◆ **Exercise tasks**:
(1) Answer these questions from the article on Nigeria's presidential election:
(a) Which party nominated Buhari?
(b) In what month and year did Nigeria declare a state of emergency in three states?
(c) Who is the director of the Africa Center at the Atlantic Council?
(2) Reproduce word for word the passage of the article on Nigeria's presidential election that opens with the words containing "In the presidential" and closes with "Progressives Congress (APC).".

◆ **Article**:
Who do Nigerian voters trust with their lives? Not President Goodluck Jonathan. At least that’s what retired Maj. Gen. Muhammadu Buhari is banking on in his bid to unseat Jonathan as the country’s top elected official.

Nigerians are voting Saturday against the backdrop of a Boko Haram insurgency that has left more than a million people displaced in Africa’s most populous nation. Already, explosions have been reported at three northeastern polling stations in the latest actions by the group, which sees democracy as a corrupt Western concept. A large portion of the country’s northeastern territory, including significant areas of at least two different states, is mostly under the control of the Islamist militant group, a fact the main political opposition has capitalized on during the campaign.

In the presidential election, Jonathan is the nominee of the People’s Democratic Party (PDP), and Buhari is the nominee of the All Progressives Congress (APC).

By focusing on Nigeria’s security in general and the government’s failure to counter the threat posed by Boko Haram in particular, Buhari has mounted a competitive campaign against Jonathan, bringing the candidates into a dead heat before the country’s voters cast their ballots.

“The Boko Haram insurgency is the biggest issue, front and center, in this election,” said J. Peter Pham, the director of the Africa Center at the Atlantic Council, a Washington think tank. “The big question has become: Have Goodluck Jonathan and his government properly handled the insurgency, and what does that say about their general competence to govern on other issues?”

Nigeria declared a state of emergency in three states -- Adamawa, Borno and Yobe -- in May 2013 as a result of Boko Haram’s ongoing attacks. The violence has led to the deaths of more than 15,000 Nigerians and the displacement of more than 1.5 million, according to the United Nations. Since 2009, the militant group has been responsible for a wave of assassinations and bombings in northeastern Nigeria as part of its stated goal of establishing an Islamic state in the area. As the insurgency has grown over the years, Jonathan has faced mounting criticisms over his government’s lackluster response in addressing the security issue.

◆ **Coordinate annotation entries**:

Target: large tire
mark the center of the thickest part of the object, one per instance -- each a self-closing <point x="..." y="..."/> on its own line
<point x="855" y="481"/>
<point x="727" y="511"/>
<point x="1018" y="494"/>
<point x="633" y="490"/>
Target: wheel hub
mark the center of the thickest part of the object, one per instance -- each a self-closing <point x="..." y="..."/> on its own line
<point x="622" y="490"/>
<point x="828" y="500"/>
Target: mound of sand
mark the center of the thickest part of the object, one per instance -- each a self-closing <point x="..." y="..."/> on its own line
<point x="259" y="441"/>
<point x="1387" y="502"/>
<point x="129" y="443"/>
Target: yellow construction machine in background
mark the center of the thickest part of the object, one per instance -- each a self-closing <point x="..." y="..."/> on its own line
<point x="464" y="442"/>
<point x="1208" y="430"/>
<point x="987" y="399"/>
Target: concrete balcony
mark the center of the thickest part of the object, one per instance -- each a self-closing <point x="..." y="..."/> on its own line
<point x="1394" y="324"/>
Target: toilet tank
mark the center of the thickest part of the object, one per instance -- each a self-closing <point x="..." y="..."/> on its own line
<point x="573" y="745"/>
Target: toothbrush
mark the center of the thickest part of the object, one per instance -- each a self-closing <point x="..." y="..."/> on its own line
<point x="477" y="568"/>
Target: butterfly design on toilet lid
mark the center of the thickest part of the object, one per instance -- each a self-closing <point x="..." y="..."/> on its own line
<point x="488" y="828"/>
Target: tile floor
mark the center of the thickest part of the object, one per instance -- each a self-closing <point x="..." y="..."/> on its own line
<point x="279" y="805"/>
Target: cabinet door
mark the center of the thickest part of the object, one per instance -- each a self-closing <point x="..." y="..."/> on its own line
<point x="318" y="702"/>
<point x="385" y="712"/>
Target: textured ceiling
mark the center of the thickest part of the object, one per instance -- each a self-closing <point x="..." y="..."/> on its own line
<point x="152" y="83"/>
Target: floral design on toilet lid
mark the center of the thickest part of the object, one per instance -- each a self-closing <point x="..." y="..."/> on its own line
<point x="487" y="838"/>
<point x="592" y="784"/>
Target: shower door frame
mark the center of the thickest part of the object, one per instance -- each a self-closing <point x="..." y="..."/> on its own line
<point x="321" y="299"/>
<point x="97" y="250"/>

==

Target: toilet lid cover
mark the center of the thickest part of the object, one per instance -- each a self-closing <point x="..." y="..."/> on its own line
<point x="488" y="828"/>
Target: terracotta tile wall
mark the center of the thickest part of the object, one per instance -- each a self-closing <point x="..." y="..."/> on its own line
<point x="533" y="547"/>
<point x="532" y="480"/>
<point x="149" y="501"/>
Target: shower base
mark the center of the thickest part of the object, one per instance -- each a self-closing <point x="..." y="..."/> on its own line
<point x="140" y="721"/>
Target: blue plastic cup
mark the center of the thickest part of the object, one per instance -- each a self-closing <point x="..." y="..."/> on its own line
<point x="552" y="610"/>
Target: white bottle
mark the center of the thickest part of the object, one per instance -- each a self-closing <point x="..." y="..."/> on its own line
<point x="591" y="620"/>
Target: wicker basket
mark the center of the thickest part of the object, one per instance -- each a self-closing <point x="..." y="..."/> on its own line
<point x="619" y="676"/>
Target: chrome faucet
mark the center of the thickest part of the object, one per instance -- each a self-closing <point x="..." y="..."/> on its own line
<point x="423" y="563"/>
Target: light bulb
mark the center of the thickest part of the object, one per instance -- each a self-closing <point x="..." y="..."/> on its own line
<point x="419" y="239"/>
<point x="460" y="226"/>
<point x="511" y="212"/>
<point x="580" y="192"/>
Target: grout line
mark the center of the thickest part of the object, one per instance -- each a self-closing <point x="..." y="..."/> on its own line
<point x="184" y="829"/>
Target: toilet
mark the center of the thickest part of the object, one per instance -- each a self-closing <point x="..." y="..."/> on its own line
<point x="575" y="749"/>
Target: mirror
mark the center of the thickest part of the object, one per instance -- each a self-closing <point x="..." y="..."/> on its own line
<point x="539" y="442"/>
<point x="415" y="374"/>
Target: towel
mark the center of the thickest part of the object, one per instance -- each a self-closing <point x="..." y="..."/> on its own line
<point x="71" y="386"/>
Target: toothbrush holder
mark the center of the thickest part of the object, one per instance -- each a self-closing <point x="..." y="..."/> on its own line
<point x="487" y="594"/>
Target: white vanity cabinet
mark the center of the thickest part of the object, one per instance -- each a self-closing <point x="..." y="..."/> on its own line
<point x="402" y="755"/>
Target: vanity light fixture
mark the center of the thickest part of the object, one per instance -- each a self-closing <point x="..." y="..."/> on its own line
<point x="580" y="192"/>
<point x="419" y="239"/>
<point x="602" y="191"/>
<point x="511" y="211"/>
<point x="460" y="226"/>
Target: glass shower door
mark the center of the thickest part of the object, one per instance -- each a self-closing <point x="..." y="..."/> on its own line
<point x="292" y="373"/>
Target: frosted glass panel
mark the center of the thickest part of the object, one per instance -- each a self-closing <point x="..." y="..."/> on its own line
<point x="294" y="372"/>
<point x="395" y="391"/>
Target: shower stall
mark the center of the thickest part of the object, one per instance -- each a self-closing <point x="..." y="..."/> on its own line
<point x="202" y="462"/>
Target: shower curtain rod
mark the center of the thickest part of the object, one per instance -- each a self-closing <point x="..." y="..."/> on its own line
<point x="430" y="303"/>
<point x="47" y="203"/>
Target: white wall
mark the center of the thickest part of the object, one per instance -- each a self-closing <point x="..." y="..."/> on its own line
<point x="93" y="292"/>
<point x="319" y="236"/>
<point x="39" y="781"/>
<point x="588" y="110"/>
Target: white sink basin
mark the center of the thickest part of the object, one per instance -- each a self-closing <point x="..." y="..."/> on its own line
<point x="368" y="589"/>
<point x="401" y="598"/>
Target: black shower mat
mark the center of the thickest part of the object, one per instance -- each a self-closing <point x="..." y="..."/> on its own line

◆ **Solutions in order**:
(1)
(a) The All Progressives Congress (APC)
(b) May 2013
(c) J. Peter Pham

(2)
In the presidential election, Jonathan is the nominee of the People’s Democratic Party (PDP), and Buhari is the nominee of the All Progressives Congress (APC).